→ DOCUMENT:
^^^^^^^^^^^^^^^^

Sydney datacenter essential maintenance

Today, 1 June 2018, at 13:00 UTC we will be performing essential maintenance on our Sydney datacenter. During this time, all traffic will be routed to the nearest other Ably datacenters , which will most likely be Singapore and California.

We expect this upgrade to take 15-30 minutes, and once completed, all traffic will be routed back to Sydney.

1st Jun 01:27 PM

The maintenance is unfortunately taking longer than predicted as we are waiting on AWS to re-provision resources in that region. Once their re-provisioning is complete, the region will be back online.

1st Jun 01:48 PM

The Sydney datacenter is now back online and operating normally.

Resolved

5 months ago

May 2018

17th May 2018 12:00:00 AM

Reactor queue intermittent issues

Whilst upgrading a number of RabbitMQ nodes, we had a hardware failure on one node. Whilst all nods are configured in a HA configuration, we had some issues introducing new nodes into the system which caused availability issues of some queues for short periods of up to 30 seconds. This happened a few times between 12:00 UTC and 1:20UTC.

The issues are now fully resolved.

Resolved

6 months ago

April 2018

30th April 2018 07:13:09 AM

Website availability issues

Some of the nodes serving the website failed at 7:13 today.

30th Apr 07:28 AM

Website issues were resolved by an automated restart of the Heroku dyno. The core realtime system does not use Heroku and was unaffected.

Resolved

6 months ago
19th April 2018 11:34:29 PM

Heavy load in us-east-1 has caused an increase in latencies

We have seen a significant and sudden increase in us-east-1 since 23:30 UTC today.

We are manually over provisioning the capacity in this region and will be investigating the cause of this sudden increase in load. Once identified, we'll look into how we can more effectively prepare for spikes like this.

20th Apr 12:06 AM

Unfortunately after provisioning more capacity, a second wave of traffic has arrived.
We are provisioning again.

20th Apr 12:26 AM

We have identified the customer who is largely responsible for this traffic spike and have resolved the issue in the affected regions. Over the next few days we'll be adding additional limits to prevent usage patterns like this impacting other accounts in the multi-tenanted cluster.

Resolved

6 months ago

^^^^^^^^^^^^^^^^

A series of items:
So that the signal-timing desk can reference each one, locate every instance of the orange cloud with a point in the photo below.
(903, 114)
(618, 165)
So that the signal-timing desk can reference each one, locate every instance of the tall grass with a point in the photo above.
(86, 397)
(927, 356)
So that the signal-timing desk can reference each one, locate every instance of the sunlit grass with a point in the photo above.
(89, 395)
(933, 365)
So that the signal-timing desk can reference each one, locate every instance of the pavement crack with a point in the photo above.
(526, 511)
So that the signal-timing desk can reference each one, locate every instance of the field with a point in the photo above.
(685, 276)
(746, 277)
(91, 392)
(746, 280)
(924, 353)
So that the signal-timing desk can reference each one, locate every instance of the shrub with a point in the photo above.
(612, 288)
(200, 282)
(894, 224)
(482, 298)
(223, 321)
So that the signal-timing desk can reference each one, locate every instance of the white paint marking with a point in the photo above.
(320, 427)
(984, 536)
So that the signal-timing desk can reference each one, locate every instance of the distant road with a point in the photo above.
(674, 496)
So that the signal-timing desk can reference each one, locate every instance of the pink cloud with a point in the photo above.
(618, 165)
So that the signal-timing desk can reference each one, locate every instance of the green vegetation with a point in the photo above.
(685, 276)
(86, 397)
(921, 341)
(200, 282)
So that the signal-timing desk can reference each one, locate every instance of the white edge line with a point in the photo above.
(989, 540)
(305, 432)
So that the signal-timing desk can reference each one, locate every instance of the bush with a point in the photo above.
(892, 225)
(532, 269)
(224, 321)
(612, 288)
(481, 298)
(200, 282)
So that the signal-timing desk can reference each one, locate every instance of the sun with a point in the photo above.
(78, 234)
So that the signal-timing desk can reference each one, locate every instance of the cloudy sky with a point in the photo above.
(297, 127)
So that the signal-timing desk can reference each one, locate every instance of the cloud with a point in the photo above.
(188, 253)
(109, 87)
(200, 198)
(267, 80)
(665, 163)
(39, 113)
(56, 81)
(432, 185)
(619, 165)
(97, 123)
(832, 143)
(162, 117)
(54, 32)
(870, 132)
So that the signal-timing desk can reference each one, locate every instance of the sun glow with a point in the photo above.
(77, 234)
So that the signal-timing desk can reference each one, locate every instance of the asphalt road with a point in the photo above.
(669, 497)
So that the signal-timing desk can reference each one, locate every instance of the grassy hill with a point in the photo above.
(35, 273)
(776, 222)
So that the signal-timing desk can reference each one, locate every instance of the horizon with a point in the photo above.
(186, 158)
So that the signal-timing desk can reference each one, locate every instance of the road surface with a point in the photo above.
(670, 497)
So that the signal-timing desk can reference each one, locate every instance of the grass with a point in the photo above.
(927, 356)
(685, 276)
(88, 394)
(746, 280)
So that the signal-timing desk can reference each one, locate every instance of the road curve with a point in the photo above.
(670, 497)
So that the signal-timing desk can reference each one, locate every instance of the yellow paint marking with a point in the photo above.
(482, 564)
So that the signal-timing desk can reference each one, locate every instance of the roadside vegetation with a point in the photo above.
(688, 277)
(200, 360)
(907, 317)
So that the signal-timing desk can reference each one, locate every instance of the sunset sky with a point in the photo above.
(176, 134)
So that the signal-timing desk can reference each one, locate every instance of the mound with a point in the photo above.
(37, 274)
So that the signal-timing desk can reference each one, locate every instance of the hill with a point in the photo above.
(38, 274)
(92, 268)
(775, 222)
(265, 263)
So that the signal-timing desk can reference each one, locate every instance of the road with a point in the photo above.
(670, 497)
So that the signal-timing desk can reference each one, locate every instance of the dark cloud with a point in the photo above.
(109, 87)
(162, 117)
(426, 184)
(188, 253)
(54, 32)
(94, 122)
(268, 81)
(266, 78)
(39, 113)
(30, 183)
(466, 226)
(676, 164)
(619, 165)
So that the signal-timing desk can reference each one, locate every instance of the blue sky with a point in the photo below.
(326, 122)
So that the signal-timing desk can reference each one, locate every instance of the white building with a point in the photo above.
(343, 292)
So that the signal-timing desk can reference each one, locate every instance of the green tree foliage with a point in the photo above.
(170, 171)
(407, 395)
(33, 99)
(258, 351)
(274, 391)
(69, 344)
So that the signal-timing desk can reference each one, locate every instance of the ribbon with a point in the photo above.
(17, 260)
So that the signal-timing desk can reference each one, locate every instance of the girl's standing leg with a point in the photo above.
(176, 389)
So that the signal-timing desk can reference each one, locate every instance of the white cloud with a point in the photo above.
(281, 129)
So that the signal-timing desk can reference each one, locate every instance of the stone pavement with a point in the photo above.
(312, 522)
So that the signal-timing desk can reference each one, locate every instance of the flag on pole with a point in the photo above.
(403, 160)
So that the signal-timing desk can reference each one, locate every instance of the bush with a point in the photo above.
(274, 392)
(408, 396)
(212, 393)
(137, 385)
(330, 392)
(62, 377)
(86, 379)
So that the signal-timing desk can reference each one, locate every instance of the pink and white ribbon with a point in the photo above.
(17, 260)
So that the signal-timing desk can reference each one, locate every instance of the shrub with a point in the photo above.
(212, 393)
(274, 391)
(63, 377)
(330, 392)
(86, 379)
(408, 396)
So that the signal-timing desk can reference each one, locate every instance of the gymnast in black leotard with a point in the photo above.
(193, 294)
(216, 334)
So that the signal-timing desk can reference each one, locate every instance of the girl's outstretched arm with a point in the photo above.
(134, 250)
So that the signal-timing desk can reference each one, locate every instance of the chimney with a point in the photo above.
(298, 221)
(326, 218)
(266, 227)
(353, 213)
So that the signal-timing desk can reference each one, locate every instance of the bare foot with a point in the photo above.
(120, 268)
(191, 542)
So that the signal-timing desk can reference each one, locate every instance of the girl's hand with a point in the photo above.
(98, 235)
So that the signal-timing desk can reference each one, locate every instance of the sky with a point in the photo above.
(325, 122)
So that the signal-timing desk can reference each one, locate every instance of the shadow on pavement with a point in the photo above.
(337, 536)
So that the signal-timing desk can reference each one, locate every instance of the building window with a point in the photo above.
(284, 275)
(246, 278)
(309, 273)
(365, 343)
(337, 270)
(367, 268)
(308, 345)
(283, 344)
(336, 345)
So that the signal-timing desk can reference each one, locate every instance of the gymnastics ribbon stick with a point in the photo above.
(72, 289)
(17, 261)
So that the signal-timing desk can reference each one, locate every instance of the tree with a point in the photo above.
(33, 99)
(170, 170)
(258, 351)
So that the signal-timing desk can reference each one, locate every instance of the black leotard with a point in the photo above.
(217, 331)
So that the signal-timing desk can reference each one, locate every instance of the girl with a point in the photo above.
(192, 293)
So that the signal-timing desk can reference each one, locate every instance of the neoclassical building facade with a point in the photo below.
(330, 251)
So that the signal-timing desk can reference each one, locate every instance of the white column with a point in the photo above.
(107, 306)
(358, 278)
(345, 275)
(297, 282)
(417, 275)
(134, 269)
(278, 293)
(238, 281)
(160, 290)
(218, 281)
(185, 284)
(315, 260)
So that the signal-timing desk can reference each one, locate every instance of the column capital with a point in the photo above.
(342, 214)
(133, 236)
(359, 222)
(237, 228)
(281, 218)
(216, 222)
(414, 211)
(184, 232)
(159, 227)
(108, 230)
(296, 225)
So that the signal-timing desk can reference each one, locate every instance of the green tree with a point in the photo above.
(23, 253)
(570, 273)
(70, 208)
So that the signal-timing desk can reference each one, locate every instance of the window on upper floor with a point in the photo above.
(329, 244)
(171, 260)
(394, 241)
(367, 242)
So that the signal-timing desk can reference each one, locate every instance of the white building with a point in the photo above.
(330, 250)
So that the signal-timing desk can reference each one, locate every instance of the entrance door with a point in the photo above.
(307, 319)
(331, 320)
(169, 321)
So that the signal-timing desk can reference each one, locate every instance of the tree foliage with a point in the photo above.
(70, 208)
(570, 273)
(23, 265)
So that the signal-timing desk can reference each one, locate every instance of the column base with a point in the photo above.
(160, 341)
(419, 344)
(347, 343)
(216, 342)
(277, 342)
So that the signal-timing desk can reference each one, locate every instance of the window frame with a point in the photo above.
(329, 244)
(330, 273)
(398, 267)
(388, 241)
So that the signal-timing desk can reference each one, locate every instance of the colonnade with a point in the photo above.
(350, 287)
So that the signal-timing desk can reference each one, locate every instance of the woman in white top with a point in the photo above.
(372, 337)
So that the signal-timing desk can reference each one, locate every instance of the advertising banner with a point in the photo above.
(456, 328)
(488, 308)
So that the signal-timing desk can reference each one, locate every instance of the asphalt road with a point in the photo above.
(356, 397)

^^^^^^^^^^^^^^^^

→ EXERCISE GOAL:
For each statement, decide whether it agrees with the incident log, and answer yes or no with the deciding words of the log quoted exactly. 1. The Sydney maintenance was expected to last 15–30 minutes. 2. The website failure on 30 April also affected the core realtime system. 3. The traffic spike in us-east-1 was traced largely to one customer.

→ TASK ANSWER:
1. Yes: "We expect this upgrade to take 15-30 minutes"
2. No: "The core realtime system does not use Heroku and was unaffected."
3. Yes: "We have identified the customer who is largely responsible for this traffic spike"